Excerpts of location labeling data
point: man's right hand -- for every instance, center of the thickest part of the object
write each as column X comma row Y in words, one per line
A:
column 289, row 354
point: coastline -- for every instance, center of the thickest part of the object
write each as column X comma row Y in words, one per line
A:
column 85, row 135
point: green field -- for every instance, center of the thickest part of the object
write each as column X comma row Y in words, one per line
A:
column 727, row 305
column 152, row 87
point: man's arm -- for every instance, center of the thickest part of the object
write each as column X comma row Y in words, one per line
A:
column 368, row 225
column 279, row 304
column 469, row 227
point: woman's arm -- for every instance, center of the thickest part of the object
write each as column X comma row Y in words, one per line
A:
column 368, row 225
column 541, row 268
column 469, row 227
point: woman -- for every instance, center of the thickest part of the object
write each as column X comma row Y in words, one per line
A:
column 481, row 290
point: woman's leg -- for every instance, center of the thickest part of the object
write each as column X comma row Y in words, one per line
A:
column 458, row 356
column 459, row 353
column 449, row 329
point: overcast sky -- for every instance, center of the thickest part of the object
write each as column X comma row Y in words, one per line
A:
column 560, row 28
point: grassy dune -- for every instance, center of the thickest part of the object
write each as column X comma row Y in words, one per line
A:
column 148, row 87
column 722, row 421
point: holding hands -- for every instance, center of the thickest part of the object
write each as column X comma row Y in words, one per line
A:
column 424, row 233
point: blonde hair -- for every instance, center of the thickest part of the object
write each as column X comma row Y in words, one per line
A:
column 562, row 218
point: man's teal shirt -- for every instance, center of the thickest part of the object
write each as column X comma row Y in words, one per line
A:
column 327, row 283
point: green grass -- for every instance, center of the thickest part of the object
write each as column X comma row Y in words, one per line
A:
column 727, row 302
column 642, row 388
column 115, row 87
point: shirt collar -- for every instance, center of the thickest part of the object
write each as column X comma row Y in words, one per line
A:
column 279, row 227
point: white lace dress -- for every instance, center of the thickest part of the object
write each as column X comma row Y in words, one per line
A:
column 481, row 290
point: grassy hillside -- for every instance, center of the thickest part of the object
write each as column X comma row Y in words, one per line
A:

* **Challenge**
Transcribe every line of the records above, changing nothing.

* **Solution to this task**
point: man's right hand -- for every instance, center of the thickest part of the object
write each as column X comma row Y in words, one per line
A:
column 289, row 354
point: coastline -- for every instance, center of the thickest part of the object
write each as column X comma row Y in words, one per line
A:
column 85, row 135
point: green field -- for every instance, center of the thickest part of the object
write each as column X comma row Y in words, one per line
A:
column 727, row 305
column 152, row 87
point: man's arm -- for every instance, center of the thickest part of the object
write each as column X comma row Y in words, one per line
A:
column 368, row 225
column 279, row 304
column 469, row 227
point: woman's arm -- for every instance, center of the thickest part of the object
write each as column X comma row Y in words, one per line
A:
column 368, row 225
column 541, row 268
column 469, row 227
point: woman -- for every instance, center of the thickest part of the object
write each as column X comma row Y in words, one per line
A:
column 481, row 290
point: woman's leg -- for every instance, center of the thickest part of the object
write each as column X comma row Y in words, one per line
A:
column 458, row 356
column 459, row 353
column 449, row 329
point: overcast sky -- for every instance, center of the thickest part of the object
write each as column X comma row Y in words, one per line
A:
column 560, row 28
point: grassy dune -- for every instance, center of the thickest part of the object
write each as column X comma row Y in words, one per line
A:
column 148, row 87
column 722, row 421
point: holding hands -- for every instance, center of the thickest part of the object
write each as column X comma row Y in words, one per line
A:
column 424, row 233
point: blonde hair -- for every instance, center of the thickest part of the object
write each as column X comma row Y in words, one per line
A:
column 562, row 218
point: man's teal shirt -- for every instance, center of the thickest part of the object
write each as column X comma row Y in words, one per line
A:
column 327, row 283
point: green grass -- for every instance, center of the thickest part of the object
write each as column X comma row Y in words, one per line
A:
column 727, row 302
column 642, row 388
column 115, row 87
point: shirt collar -- for every instance, center of the thickest part of the object
write each as column X comma row Y in words, one per line
A:
column 279, row 227
point: white lace dress -- for every instance, center of the thickest part of the object
write each as column X comma row Y in words, one per line
A:
column 481, row 290
point: grassy hillside -- for every instance, center of the thickest part of the object
write each as column X comma row Y in words, one per line
A:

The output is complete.